What is required: Count the lines in the entries below that contain the string "pipe". Reply with the number only.

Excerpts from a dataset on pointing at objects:

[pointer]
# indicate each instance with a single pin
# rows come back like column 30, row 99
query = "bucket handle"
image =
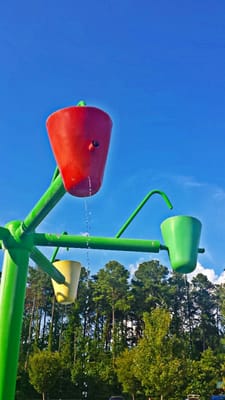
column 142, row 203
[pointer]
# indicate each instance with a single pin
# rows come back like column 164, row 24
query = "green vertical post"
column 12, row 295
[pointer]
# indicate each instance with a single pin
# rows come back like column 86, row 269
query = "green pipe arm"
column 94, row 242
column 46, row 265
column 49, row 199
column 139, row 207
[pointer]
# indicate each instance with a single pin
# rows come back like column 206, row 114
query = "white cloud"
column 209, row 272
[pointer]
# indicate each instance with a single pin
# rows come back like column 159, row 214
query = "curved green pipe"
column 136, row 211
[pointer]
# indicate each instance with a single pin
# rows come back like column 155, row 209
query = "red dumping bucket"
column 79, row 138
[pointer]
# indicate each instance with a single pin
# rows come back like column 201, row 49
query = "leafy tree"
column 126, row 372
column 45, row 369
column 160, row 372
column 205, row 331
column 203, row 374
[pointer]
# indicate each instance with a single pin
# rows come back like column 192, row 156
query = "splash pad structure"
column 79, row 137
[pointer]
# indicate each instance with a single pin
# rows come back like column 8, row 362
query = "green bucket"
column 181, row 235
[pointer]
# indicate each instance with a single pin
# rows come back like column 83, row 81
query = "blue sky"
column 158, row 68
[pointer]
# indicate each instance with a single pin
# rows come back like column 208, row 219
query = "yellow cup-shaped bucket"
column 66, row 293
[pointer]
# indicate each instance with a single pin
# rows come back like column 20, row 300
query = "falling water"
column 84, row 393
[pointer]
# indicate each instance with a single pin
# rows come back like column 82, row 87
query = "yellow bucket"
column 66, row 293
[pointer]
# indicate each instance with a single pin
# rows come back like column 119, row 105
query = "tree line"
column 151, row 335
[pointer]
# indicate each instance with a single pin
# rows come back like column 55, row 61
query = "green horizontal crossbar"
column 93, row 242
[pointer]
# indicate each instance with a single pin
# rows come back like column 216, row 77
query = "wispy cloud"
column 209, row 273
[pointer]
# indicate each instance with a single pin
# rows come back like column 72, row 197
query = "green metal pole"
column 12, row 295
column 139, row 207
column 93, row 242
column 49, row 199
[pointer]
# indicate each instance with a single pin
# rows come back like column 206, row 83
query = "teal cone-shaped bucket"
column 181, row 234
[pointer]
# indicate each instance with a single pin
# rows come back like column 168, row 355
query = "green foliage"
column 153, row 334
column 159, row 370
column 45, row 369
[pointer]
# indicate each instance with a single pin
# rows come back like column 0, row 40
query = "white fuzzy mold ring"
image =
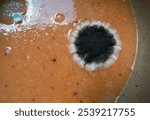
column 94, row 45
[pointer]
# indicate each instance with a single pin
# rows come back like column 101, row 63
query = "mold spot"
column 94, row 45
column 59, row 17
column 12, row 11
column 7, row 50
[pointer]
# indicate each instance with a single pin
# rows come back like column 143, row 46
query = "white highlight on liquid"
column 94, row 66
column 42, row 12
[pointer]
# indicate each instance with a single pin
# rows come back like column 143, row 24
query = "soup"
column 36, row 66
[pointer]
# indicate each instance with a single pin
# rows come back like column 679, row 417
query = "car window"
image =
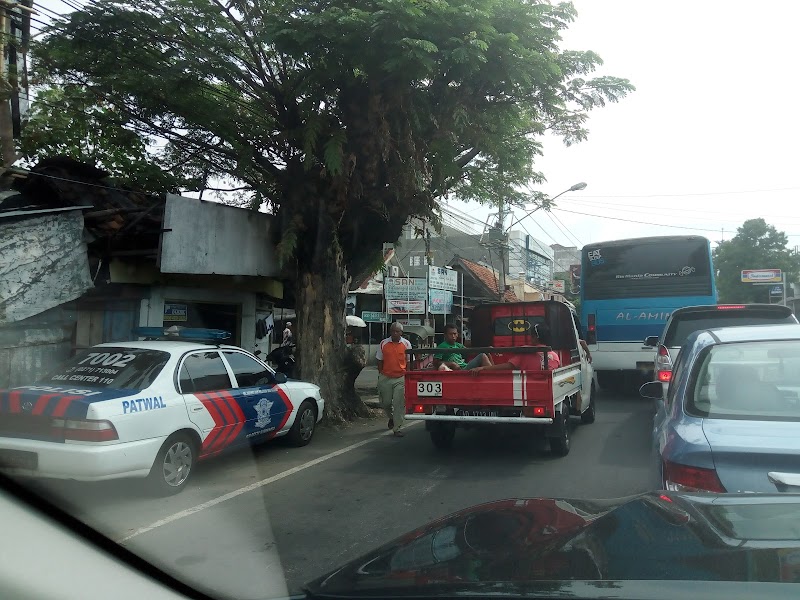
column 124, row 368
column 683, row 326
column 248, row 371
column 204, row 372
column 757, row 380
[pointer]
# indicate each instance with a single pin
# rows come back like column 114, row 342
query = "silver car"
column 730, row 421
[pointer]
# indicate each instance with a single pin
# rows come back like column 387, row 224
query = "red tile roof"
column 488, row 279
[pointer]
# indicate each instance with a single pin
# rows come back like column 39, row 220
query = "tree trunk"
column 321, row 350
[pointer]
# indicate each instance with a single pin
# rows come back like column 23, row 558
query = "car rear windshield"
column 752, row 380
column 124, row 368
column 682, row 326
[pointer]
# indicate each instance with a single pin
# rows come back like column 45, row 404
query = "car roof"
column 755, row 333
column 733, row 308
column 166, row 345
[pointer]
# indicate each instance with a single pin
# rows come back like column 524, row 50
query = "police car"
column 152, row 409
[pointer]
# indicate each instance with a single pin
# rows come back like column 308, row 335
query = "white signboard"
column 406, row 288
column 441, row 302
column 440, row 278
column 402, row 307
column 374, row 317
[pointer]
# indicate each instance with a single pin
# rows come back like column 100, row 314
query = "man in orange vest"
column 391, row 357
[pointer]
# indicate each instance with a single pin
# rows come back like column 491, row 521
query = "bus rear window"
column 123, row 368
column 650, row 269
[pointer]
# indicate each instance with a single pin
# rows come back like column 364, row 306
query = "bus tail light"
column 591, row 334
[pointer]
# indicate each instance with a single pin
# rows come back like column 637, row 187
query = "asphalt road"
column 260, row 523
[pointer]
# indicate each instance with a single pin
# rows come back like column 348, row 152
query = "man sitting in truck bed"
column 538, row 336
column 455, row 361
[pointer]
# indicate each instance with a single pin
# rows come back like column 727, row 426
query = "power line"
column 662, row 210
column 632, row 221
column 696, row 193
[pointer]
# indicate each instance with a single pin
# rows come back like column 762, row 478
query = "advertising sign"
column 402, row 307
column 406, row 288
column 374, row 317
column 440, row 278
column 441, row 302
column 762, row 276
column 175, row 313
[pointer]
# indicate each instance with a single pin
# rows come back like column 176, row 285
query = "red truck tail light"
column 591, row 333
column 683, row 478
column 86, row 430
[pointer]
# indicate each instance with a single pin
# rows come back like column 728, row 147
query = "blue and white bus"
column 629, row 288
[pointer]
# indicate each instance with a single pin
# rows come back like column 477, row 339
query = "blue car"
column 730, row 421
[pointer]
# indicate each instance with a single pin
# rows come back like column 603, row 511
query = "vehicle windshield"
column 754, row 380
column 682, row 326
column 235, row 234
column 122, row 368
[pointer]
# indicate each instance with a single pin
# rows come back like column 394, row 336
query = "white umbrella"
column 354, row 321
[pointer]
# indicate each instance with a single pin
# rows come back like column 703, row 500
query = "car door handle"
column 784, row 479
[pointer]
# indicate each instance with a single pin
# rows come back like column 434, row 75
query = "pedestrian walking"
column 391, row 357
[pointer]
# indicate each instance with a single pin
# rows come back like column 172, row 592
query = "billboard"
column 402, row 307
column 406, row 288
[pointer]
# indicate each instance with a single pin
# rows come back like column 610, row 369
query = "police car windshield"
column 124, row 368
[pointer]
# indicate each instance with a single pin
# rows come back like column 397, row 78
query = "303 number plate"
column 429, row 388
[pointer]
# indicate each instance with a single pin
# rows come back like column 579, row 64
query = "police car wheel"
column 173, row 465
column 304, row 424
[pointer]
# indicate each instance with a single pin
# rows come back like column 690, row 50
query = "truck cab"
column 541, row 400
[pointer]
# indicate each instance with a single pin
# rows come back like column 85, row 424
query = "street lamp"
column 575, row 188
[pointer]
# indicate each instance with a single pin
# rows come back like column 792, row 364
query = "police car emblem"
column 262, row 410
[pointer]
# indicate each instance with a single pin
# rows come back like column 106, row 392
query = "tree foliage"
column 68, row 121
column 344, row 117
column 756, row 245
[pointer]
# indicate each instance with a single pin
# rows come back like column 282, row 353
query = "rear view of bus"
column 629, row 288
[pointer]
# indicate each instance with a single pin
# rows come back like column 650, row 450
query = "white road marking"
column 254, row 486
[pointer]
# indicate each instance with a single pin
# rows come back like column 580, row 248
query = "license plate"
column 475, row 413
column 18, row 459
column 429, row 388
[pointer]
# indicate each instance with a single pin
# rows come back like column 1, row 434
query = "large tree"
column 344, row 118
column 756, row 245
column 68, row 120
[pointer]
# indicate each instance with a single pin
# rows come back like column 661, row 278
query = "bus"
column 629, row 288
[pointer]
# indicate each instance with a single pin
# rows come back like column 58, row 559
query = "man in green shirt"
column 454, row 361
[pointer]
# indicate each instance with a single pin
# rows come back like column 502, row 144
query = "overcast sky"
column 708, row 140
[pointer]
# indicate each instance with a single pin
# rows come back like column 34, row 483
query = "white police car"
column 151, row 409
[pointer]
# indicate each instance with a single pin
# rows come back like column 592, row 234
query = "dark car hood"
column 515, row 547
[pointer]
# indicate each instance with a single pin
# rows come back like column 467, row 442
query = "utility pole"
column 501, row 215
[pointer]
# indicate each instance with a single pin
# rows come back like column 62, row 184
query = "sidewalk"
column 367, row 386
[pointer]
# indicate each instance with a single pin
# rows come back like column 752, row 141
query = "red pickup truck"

Solution to the problem: 2